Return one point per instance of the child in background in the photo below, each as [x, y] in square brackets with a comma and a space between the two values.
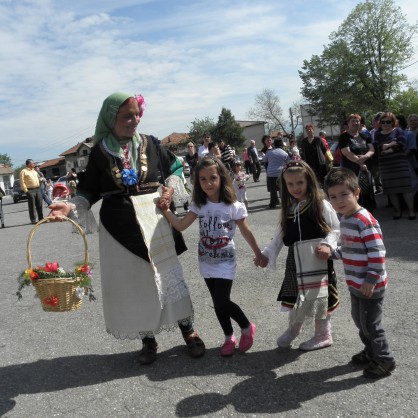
[239, 183]
[306, 215]
[219, 212]
[363, 253]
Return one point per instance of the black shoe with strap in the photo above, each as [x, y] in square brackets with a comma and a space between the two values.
[148, 354]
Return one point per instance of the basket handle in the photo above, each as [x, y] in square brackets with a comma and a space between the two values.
[46, 220]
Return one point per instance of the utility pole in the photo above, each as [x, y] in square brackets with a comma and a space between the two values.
[291, 123]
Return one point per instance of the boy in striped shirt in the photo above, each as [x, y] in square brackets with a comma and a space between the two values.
[363, 254]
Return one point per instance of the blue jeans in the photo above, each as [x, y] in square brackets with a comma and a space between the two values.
[367, 316]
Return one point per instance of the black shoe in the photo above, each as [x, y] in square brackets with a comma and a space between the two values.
[148, 354]
[377, 370]
[195, 345]
[361, 358]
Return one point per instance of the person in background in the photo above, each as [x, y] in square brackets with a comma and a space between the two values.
[239, 181]
[374, 161]
[227, 155]
[204, 148]
[29, 184]
[42, 185]
[49, 188]
[214, 150]
[328, 155]
[294, 150]
[395, 171]
[2, 194]
[254, 161]
[313, 152]
[357, 151]
[143, 287]
[276, 159]
[247, 163]
[191, 159]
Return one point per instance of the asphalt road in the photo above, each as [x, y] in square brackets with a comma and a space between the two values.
[65, 365]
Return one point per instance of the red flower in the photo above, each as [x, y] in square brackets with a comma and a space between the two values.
[51, 267]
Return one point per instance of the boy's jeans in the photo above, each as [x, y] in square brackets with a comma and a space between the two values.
[367, 316]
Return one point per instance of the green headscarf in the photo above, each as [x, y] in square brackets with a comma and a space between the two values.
[106, 122]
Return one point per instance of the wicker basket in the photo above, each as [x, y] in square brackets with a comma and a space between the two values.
[61, 288]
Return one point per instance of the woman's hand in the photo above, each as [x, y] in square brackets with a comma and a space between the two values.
[58, 210]
[165, 199]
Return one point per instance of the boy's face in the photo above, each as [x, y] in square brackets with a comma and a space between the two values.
[343, 200]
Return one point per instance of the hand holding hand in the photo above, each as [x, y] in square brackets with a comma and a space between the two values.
[261, 261]
[367, 289]
[323, 252]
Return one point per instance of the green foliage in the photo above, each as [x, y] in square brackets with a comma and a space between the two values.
[5, 159]
[406, 102]
[17, 171]
[229, 129]
[199, 127]
[360, 70]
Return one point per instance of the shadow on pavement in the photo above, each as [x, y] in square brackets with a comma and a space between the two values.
[265, 391]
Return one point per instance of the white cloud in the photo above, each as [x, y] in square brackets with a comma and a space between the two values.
[189, 59]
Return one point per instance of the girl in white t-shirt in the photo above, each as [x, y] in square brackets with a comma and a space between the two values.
[216, 207]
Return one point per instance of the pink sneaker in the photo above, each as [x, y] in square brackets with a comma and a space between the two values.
[228, 348]
[247, 339]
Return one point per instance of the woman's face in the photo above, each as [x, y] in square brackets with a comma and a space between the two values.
[127, 120]
[386, 124]
[297, 185]
[354, 125]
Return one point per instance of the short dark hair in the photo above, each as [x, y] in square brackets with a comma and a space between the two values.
[341, 176]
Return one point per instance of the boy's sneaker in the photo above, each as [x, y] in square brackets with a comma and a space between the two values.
[247, 338]
[228, 348]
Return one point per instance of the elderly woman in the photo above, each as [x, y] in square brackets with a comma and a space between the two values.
[397, 178]
[357, 150]
[143, 288]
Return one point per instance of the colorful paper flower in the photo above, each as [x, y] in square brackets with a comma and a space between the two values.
[51, 267]
[129, 177]
[141, 104]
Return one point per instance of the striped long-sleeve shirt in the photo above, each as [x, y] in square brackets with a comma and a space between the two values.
[363, 252]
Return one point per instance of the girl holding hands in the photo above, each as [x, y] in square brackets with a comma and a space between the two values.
[215, 205]
[306, 218]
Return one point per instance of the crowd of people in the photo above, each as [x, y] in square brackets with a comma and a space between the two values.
[324, 211]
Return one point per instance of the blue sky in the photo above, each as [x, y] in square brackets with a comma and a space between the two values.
[60, 59]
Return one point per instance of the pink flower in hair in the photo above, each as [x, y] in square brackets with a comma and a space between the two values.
[141, 104]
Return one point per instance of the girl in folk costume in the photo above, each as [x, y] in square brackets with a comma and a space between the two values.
[219, 212]
[239, 184]
[143, 287]
[309, 226]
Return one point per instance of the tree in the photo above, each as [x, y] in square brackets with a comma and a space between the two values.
[406, 102]
[6, 160]
[17, 171]
[267, 108]
[199, 127]
[229, 129]
[360, 70]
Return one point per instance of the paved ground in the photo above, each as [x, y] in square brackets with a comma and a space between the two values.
[66, 365]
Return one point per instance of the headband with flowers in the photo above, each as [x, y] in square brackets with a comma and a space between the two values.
[141, 103]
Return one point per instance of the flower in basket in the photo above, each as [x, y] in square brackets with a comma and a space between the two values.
[52, 270]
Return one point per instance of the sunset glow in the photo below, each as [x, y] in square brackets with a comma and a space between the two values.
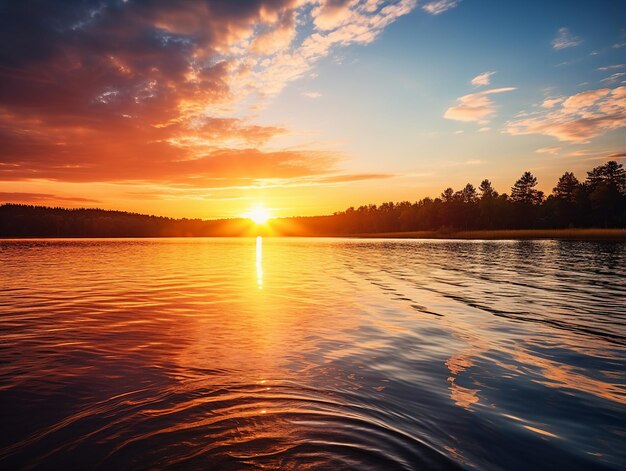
[313, 106]
[259, 215]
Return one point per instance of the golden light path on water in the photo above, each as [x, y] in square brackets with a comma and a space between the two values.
[259, 261]
[312, 354]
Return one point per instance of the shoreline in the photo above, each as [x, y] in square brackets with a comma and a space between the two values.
[505, 234]
[589, 234]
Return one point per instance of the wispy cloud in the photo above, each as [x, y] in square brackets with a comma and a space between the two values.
[312, 94]
[579, 118]
[613, 78]
[611, 67]
[552, 150]
[551, 102]
[476, 107]
[482, 79]
[439, 6]
[171, 99]
[565, 39]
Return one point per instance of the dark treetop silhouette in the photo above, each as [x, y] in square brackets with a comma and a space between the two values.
[599, 201]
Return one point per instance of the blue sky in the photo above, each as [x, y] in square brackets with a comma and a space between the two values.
[306, 106]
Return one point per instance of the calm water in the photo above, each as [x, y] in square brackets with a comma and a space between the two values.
[312, 353]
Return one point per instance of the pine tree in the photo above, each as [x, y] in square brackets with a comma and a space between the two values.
[524, 190]
[567, 187]
[486, 190]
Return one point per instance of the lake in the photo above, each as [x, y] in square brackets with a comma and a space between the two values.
[281, 353]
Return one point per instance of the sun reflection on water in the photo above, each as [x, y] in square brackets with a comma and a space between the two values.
[259, 262]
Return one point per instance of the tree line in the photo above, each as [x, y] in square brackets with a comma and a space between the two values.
[598, 201]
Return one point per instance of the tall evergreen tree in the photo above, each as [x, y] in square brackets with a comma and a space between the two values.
[524, 190]
[486, 190]
[567, 187]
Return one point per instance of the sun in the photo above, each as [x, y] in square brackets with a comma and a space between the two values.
[258, 214]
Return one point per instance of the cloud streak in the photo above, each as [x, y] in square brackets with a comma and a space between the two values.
[475, 107]
[565, 39]
[149, 91]
[482, 79]
[438, 7]
[578, 118]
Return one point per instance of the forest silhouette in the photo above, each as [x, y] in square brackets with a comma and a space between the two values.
[599, 202]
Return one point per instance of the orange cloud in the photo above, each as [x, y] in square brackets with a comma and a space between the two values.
[579, 118]
[147, 92]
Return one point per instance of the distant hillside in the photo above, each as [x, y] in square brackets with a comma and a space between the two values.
[17, 220]
[599, 201]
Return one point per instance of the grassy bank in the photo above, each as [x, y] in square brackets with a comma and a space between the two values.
[520, 234]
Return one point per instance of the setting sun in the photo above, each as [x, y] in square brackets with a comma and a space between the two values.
[259, 215]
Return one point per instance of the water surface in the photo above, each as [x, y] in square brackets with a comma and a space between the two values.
[312, 354]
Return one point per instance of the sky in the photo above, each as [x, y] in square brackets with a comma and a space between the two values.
[201, 108]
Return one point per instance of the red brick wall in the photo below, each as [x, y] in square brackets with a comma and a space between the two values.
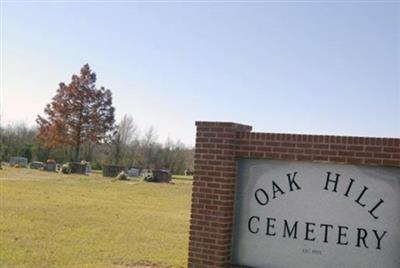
[220, 144]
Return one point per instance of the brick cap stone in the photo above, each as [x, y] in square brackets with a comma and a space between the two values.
[235, 126]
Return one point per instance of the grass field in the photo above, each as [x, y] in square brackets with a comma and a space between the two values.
[55, 220]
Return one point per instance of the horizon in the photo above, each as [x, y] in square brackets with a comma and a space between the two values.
[292, 67]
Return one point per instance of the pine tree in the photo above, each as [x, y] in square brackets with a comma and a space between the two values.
[78, 113]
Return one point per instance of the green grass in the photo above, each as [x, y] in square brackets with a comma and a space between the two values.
[56, 220]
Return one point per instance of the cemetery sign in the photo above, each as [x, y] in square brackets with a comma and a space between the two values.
[273, 200]
[322, 215]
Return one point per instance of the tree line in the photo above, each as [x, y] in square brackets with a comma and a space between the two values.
[78, 124]
[128, 148]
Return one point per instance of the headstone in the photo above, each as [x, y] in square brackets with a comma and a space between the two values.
[88, 168]
[188, 172]
[36, 165]
[77, 167]
[133, 172]
[51, 165]
[112, 170]
[161, 175]
[20, 161]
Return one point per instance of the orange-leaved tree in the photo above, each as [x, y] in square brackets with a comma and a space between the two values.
[78, 113]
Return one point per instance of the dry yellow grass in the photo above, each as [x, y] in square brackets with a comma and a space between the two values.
[55, 220]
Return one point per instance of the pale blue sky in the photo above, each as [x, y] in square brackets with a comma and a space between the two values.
[296, 67]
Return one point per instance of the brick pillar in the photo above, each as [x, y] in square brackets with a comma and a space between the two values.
[213, 194]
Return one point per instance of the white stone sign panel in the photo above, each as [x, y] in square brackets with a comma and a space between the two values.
[292, 214]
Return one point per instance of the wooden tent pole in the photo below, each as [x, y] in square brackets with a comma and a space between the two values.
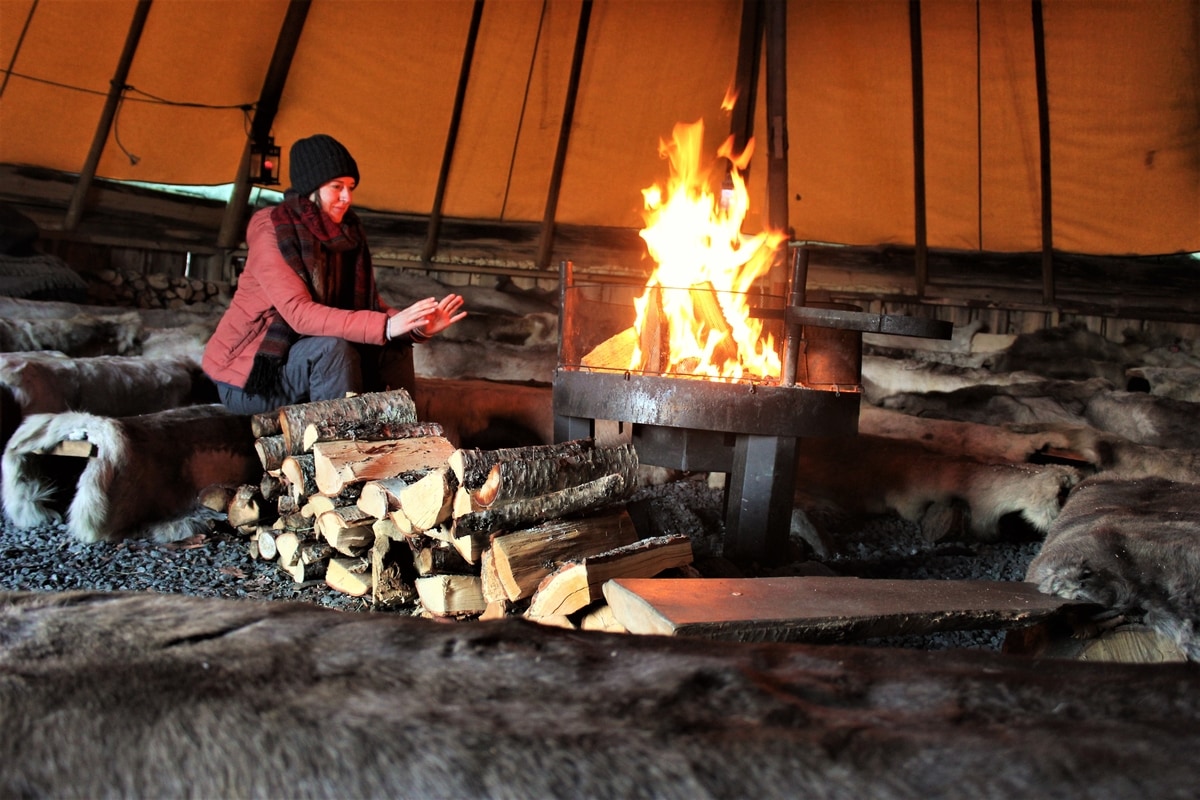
[921, 250]
[1039, 62]
[468, 56]
[115, 92]
[747, 77]
[546, 240]
[777, 133]
[264, 118]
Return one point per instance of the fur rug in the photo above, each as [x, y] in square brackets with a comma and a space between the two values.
[143, 479]
[1132, 546]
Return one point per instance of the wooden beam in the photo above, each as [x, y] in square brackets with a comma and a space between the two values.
[918, 148]
[777, 136]
[105, 126]
[546, 239]
[468, 55]
[823, 609]
[1039, 62]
# # # # # # #
What is being asked
Your copy should consist only of the lines from the line holding "Return one point per instance of the brick pillar" through the final line of the listing above, both included, with all pictures omitted.

The response
Return one point per instance of the brick pillar in the photo above, each as [x, y] in square brackets with a comma and a space between the two values.
[213, 194]
Return one point per instance of the white stone sign panel in the photo above, each as [x, y] in square brackets with a comma and a space between the two values.
[292, 214]
Return one point per instance of the wooden tent pole in the photo below, each as [x, y] in square brackets with a comma and a space between the two values.
[921, 250]
[1039, 62]
[468, 56]
[115, 92]
[747, 77]
[546, 240]
[777, 133]
[264, 118]
Return one point per instance of the fur rug in the photo above, each as [x, y] in square brackets with a comma and a space between the two values.
[143, 479]
[1132, 546]
Return one point per instance of the wooden beam in the photo above, each as [x, y] in square brackets with a comma and a space between the two values.
[918, 148]
[777, 136]
[105, 126]
[546, 239]
[468, 55]
[823, 609]
[1039, 62]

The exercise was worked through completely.